- **REQUESTS**:
a – In the ads thread, which browser does PrincessFiona60 use with Ad Blocker Plus?
b – Summarize the ads thread in two sentences.
c – According to the ads thread, why does PrincessFiona60 offer no suggestions for reducing ads on mobile apps?
## begin PROVIDED TEXT
# Ads



## callmaker60 (Jul 2, 2014)

How do i get rid of the kraft add sitting over the new topics section.
I have never seen a site with so many ad's and pop ups.


----------



## PrincessFiona60 (Jul 2, 2014)

I use Ad Blocker Plus on a Firefox browser.  I don't see any ads.


----------



## Oldvine (Jul 2, 2014)

I see very few ads.  I have the sides of the window for the site pulled in.


----------



## Kayelle (Jul 2, 2014)

PrincessFiona60 said:


> I use Ad Blocker Plus on a Firefox browser.  I don't see any ads.



Same here. It works like a charm.


----------



## TATTRAT (Jul 2, 2014)

callmaker60 said:


> How do i get rid of the kraft add sitting over the new topics section.
> I have never seen a site with so many ad's and pop ups.



Are you using Explorer?


----------



## TATTRAT (Jul 2, 2014)

PrincessFiona60 said:


> I use Ad Blocker Plus on a Firefox browser.  I don't see any ads.





Kayelle said:


> Same here. It works like a charm.



this.


----------



## Roll_Bones (Jul 7, 2014)

How about ads on mobile apps?


----------



## PrincessFiona60 (Jul 7, 2014)

I know nothing about the mobile apps, so cannot suggest ways to reduce Ads.  Sorry.


----------



## GotGarlic (Jul 7, 2014)

I don't see any ads on either the Android tablet or the  phone app.


----------



## Roll_Bones (Jul 8, 2014)

PrincessFiona60 said:


> I know nothing about the mobile apps, so cannot suggest ways to reduce Ads.  Sorry.



Thanks. 



GotGarlic said:


> I don't see any ads on either the Android tablet or the  phone app.



I just checked and since I got Tapatalk, I have seen no more ads.
Thanks


----------
## end PROVIDED TEXT
## begin RECORDED INFORMATION
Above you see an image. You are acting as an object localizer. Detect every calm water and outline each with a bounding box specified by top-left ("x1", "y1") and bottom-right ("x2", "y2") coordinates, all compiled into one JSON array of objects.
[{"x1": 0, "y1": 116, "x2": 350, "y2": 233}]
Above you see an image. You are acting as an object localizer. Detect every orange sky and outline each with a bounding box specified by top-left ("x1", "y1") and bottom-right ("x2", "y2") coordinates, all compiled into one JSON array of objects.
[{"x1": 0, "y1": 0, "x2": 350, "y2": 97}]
## end RECORDED INFORMATION
- **RESULTS IN ORDER**:
a – Firefox.

b – A forum member asks how to get rid of an ad sitting over the new topics section and says the site has more ads and pop-ups than any other they have seen. Several members report seeing no ads while using Ad Blocker Plus on Firefox, and on the follow-up about mobile apps, one member sees no ads on the Android tablet or phone app while the member who asked has seen no more ads since getting Tapatalk.

c – PrincessFiona60 knows nothing about the mobile apps, so she cannot suggest ways to reduce ads there.